◆ **GIVEN TASK**
Copy the lines of the records below word for word, starting at the line that contains "Exercise. Locate the blue tractor" and ending with the last line of the records.

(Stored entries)
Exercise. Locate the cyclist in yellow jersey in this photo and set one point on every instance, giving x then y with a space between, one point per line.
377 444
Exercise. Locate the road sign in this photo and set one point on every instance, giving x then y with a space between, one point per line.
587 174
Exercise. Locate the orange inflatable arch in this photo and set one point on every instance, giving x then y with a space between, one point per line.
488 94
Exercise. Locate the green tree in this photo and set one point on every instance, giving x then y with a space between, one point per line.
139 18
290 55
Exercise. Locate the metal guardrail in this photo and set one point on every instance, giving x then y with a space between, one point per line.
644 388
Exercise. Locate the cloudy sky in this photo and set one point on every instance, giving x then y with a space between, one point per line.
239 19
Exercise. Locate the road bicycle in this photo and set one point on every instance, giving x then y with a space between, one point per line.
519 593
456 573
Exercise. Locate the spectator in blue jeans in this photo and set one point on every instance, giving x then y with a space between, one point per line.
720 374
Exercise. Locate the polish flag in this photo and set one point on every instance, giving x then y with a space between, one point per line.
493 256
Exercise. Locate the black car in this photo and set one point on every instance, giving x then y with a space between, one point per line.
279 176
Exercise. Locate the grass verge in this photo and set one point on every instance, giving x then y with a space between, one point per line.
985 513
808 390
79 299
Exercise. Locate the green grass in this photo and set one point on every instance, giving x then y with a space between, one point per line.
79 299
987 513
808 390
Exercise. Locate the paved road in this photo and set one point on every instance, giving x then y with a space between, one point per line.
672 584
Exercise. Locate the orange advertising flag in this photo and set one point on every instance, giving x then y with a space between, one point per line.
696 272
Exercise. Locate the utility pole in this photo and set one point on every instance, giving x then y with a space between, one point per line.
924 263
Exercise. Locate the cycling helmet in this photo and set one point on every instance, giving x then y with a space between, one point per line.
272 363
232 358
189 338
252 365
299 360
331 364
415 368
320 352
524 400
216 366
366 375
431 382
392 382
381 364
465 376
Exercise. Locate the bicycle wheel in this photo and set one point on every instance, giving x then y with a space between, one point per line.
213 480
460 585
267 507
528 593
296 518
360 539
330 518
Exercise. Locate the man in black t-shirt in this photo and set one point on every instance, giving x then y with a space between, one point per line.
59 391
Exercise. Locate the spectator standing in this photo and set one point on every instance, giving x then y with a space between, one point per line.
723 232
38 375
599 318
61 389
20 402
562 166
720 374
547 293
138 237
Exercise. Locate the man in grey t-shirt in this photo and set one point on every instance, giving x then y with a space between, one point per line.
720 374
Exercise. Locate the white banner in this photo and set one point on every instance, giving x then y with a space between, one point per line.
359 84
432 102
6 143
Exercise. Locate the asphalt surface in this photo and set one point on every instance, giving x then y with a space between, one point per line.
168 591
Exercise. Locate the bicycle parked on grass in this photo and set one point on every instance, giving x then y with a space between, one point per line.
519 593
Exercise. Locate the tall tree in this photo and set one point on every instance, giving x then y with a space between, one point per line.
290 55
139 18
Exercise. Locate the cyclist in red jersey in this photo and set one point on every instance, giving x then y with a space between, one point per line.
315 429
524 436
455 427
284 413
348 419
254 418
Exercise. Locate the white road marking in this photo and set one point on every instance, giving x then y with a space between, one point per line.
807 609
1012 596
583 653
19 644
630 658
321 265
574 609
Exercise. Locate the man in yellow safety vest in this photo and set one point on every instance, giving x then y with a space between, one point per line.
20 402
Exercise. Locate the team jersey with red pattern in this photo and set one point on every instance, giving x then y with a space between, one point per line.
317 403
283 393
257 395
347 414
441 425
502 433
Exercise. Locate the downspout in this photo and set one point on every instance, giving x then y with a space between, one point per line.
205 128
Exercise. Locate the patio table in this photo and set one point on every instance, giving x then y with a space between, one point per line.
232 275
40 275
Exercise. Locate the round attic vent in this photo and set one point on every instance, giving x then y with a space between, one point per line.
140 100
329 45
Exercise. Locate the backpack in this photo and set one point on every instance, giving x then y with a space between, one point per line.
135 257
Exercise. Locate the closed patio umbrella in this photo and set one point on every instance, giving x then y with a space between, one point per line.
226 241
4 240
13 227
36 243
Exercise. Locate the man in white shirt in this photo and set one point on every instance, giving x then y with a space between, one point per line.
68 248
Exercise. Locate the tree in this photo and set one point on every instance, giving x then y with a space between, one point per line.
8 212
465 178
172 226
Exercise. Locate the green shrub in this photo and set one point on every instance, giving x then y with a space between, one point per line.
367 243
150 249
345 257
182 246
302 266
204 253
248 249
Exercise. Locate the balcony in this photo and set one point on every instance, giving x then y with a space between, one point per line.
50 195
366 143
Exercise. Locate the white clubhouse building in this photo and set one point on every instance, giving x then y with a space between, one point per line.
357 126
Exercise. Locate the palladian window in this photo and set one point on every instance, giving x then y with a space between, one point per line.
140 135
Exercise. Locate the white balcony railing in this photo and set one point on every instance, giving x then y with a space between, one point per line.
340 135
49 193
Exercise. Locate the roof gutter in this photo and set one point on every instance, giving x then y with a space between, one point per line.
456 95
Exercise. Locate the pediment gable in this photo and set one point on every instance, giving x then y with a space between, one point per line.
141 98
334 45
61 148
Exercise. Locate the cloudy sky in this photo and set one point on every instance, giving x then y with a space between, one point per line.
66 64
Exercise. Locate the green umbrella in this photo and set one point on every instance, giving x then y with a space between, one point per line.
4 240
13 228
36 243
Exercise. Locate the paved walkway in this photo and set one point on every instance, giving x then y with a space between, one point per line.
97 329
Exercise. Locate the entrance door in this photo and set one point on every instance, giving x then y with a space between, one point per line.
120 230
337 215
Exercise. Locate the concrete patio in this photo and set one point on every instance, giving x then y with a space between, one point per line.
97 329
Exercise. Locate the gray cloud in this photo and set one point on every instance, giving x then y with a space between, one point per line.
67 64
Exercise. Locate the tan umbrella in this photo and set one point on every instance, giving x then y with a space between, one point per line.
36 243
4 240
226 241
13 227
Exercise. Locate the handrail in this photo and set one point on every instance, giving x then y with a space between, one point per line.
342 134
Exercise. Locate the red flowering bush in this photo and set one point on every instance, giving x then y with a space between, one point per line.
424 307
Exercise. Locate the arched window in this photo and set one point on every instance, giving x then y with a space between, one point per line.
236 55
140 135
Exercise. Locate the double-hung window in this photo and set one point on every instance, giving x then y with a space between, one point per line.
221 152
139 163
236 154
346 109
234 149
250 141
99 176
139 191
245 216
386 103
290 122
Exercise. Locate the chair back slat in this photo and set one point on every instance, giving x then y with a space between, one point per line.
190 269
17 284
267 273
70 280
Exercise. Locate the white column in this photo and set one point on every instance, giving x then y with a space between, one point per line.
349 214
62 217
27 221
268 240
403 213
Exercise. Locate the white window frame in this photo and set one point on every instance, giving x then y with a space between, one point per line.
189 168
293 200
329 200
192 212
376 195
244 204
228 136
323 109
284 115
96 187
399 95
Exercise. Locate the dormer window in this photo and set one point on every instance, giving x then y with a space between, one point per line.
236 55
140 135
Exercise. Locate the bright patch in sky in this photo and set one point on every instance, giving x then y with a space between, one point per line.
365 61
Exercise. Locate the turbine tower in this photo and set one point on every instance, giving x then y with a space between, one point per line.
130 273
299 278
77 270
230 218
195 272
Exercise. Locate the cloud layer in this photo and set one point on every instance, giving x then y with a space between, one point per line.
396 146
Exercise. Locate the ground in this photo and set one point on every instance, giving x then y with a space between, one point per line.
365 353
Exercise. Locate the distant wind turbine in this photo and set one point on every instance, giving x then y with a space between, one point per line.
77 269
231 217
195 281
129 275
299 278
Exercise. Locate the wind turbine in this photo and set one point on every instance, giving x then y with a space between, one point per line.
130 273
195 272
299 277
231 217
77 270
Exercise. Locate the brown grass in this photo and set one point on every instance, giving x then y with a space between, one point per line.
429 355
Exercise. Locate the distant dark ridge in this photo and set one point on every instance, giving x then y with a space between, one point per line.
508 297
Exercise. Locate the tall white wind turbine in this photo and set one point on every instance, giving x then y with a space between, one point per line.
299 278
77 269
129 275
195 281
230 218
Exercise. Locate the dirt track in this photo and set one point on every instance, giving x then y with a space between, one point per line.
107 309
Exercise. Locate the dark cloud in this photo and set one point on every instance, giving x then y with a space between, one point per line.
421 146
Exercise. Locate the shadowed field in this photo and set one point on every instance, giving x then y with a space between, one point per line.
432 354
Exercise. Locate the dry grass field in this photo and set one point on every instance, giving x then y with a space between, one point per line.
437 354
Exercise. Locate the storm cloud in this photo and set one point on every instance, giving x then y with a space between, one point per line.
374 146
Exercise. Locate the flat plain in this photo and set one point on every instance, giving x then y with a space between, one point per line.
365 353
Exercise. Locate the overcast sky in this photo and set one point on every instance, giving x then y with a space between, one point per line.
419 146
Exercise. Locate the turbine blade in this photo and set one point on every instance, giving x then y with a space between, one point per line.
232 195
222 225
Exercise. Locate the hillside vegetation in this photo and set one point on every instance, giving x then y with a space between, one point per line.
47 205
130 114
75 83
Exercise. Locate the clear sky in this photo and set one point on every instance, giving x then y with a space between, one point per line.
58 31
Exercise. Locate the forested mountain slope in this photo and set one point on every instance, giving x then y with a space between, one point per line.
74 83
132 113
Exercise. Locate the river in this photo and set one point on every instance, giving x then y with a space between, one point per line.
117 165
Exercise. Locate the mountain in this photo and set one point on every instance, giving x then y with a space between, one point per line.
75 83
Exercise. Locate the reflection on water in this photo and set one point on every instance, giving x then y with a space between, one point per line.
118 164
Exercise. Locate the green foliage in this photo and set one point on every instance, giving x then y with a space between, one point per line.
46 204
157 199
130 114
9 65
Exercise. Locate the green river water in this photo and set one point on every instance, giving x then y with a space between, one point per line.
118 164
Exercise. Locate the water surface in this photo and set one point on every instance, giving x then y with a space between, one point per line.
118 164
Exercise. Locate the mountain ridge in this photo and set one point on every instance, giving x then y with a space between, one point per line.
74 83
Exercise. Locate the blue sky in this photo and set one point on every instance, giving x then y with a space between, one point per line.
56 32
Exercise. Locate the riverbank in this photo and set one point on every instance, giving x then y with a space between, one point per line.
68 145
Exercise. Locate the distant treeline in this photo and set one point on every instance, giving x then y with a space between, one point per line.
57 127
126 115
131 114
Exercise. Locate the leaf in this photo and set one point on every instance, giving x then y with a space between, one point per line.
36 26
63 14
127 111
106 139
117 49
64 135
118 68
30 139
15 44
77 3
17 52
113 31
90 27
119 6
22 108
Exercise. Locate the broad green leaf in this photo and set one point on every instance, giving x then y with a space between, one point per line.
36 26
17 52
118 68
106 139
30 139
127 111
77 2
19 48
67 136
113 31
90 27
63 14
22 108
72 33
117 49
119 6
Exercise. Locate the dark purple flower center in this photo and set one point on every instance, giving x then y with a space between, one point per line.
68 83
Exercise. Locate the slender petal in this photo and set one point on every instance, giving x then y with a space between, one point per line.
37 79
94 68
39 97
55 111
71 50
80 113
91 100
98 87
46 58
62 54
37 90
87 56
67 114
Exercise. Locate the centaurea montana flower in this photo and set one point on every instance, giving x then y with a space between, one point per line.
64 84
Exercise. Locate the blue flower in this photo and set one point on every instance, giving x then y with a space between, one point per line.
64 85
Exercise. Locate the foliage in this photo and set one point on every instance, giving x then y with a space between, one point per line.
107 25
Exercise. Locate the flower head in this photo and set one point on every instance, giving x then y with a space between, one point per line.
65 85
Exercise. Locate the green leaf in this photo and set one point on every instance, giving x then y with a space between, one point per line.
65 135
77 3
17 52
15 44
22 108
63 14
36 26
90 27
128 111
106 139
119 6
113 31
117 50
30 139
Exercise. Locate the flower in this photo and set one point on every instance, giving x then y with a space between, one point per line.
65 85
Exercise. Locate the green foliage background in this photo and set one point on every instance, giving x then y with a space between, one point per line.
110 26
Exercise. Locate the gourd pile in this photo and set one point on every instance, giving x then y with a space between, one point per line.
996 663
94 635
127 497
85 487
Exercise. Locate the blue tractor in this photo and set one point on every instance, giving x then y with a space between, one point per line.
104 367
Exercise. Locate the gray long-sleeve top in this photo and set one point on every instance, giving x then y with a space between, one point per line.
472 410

◆ **RESPONSE BELOW**
Exercise. Locate the blue tractor in this photo and set one point on every instance, giving x then y with a space between, one point per line.
104 367
Exercise. Locate the gray long-sleeve top in this photo and set one point on every instance, giving x then y with a space between, one point per line.
472 410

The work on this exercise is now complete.